● WRITTEN PROBLEM: Rewrite the entries from the line with "the outstretched wing?" to the line with "274 156 L 273", changing "instance" to "object" and leaving everything else as it is. Leave out the pictures.
— Begin RECORDS FOR THE EXERCISE —
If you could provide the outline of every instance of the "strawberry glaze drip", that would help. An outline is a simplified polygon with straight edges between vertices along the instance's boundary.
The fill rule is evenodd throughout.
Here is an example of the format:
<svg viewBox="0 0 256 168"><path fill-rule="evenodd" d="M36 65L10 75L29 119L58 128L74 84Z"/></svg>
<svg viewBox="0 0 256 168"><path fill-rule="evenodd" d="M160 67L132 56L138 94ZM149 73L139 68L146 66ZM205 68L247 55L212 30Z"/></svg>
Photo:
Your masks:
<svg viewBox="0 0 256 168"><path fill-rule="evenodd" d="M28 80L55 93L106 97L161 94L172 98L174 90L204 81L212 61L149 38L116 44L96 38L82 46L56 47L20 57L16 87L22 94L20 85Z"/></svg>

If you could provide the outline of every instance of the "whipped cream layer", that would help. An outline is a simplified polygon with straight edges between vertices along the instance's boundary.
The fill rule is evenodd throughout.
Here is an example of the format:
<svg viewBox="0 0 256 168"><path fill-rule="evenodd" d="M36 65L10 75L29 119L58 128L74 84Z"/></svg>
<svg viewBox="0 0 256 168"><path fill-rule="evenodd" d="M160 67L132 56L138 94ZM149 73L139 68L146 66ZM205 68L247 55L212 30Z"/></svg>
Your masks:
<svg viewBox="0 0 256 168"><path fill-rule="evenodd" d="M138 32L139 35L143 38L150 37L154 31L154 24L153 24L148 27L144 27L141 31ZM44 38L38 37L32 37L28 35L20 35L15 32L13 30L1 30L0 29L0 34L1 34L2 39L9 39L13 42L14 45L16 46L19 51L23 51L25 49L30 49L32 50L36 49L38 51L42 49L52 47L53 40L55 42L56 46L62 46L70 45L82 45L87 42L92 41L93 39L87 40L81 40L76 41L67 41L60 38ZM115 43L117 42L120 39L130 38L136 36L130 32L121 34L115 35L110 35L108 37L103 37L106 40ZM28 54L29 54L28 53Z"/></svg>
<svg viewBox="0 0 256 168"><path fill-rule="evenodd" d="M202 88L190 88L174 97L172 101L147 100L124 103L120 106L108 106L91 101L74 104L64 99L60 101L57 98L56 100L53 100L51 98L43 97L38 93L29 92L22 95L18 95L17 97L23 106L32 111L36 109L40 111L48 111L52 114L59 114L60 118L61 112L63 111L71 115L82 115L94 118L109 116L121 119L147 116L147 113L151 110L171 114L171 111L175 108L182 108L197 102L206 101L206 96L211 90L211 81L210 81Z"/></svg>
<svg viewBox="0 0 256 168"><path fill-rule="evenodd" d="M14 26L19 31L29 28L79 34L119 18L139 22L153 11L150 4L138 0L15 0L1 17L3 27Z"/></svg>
— End RECORDS FOR THE EXERCISE —
— Begin RECORDS FOR THE EXERCISE —
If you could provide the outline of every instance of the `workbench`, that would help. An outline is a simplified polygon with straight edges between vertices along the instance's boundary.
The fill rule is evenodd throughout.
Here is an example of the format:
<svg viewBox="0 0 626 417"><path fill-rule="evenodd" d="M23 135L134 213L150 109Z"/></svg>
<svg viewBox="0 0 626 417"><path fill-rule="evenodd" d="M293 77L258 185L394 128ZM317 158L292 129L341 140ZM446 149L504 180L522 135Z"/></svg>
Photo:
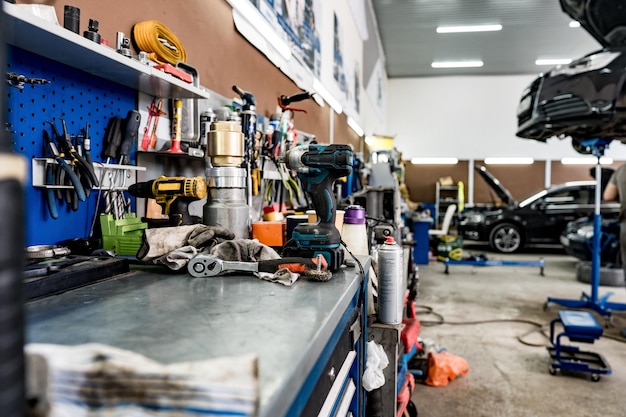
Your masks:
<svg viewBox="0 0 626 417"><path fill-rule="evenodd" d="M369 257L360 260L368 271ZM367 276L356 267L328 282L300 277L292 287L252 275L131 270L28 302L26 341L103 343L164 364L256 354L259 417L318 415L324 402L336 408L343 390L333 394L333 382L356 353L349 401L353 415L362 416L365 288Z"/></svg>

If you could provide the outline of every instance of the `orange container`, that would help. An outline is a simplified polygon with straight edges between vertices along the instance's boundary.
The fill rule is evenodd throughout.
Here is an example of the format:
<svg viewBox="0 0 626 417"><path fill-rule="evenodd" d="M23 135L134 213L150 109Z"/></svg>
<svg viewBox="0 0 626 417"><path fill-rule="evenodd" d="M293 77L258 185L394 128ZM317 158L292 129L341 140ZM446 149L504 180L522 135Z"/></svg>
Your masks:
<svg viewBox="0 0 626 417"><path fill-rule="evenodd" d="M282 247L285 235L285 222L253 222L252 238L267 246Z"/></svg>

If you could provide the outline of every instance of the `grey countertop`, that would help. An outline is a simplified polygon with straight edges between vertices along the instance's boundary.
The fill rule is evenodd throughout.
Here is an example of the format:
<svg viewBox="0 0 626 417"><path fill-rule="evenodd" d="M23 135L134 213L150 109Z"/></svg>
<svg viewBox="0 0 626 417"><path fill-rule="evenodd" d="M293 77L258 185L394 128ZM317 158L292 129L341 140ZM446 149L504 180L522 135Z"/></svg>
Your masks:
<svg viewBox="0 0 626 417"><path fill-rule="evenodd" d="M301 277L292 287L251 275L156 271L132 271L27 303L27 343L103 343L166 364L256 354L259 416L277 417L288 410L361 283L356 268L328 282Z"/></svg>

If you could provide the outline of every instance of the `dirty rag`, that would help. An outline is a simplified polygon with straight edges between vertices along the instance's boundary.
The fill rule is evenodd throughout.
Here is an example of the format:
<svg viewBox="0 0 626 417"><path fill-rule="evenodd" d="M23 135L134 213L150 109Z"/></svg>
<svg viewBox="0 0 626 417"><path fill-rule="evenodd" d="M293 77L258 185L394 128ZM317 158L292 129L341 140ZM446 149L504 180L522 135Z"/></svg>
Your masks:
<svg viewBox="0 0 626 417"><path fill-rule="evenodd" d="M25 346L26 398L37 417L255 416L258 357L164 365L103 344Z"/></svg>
— End RECORDS FOR THE EXERCISE —
— Begin RECORDS FOR THE EXERCISE —
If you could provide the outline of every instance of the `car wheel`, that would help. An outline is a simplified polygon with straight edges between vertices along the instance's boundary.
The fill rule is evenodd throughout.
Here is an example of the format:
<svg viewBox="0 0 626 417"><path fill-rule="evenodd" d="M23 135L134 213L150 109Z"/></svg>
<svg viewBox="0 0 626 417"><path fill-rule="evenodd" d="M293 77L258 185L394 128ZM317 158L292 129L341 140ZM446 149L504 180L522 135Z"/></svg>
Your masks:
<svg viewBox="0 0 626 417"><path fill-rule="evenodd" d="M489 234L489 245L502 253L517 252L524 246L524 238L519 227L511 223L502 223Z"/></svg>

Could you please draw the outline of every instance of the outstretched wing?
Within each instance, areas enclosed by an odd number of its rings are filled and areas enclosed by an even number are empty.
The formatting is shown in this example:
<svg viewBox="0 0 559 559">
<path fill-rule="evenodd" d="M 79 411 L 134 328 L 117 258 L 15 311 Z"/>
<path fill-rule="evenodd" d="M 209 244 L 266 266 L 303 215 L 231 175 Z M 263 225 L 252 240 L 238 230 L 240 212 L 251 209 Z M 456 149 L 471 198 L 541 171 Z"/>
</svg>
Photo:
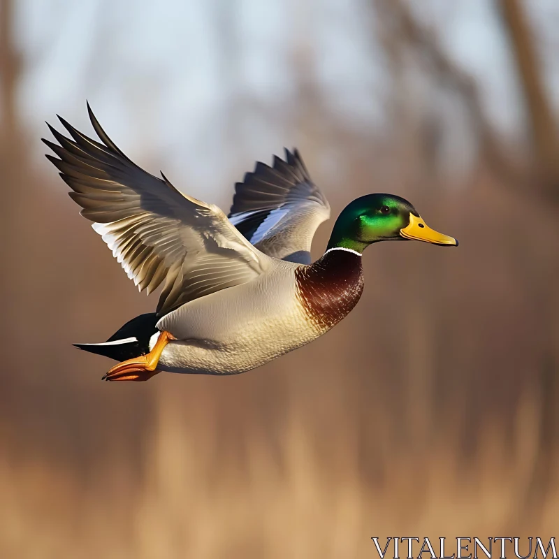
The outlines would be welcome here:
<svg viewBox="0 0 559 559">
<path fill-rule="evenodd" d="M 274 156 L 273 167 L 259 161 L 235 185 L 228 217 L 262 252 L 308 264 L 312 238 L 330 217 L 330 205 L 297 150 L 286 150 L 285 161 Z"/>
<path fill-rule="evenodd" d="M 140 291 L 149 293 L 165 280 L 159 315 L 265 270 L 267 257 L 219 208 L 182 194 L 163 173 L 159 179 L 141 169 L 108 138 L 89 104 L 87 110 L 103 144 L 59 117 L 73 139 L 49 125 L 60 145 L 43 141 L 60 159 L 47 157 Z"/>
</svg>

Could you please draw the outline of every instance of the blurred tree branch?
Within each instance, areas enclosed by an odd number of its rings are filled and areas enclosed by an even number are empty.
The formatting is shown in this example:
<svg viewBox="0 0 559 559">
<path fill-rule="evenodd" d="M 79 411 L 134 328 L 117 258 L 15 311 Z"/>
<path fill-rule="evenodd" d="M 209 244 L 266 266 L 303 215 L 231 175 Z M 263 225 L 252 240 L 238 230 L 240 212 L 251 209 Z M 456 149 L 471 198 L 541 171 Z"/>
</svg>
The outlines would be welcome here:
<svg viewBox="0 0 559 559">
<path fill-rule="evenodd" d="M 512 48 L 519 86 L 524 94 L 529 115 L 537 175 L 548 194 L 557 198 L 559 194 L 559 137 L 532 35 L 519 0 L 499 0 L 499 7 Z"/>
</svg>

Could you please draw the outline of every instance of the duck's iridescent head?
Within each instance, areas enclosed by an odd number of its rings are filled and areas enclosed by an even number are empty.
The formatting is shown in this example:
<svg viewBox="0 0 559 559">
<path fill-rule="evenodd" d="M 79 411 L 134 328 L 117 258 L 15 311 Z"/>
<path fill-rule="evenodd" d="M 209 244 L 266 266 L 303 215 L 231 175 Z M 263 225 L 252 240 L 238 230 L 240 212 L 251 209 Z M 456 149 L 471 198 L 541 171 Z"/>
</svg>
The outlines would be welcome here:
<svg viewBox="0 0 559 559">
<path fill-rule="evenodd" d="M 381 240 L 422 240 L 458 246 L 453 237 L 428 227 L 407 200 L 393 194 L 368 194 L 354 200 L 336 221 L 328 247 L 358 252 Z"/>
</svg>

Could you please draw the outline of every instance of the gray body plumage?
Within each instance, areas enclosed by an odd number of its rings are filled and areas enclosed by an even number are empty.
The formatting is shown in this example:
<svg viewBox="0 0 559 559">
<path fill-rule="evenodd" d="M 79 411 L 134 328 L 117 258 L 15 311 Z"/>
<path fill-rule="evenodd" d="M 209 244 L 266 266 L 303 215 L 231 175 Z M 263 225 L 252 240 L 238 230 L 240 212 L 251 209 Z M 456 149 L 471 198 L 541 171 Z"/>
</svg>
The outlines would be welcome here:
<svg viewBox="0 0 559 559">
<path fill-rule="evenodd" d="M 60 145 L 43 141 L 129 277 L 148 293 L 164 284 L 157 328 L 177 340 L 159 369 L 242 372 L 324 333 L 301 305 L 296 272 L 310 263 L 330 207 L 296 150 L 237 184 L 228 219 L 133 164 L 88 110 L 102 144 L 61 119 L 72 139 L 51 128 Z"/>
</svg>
— End RECORDS FOR THE EXERCISE —
● WORKED ANSWER:
Could you please draw the outline of every object of the outstretched wing?
Within each object, areas enclosed by an odd number of its rings are filled and areas enclosed by an even number are empty.
The formatting is shown in this example:
<svg viewBox="0 0 559 559">
<path fill-rule="evenodd" d="M 79 411 L 134 328 L 117 258 L 15 311 Z"/>
<path fill-rule="evenodd" d="M 209 244 L 266 266 L 303 215 L 231 175 Z M 263 225 L 252 240 L 238 230 L 240 212 L 251 209 Z M 456 149 L 471 198 L 541 171 Z"/>
</svg>
Photo:
The outlines would be welcome here:
<svg viewBox="0 0 559 559">
<path fill-rule="evenodd" d="M 274 156 L 273 167 L 259 161 L 235 185 L 228 217 L 262 252 L 308 264 L 312 238 L 330 217 L 330 205 L 297 150 L 286 150 L 285 161 Z"/>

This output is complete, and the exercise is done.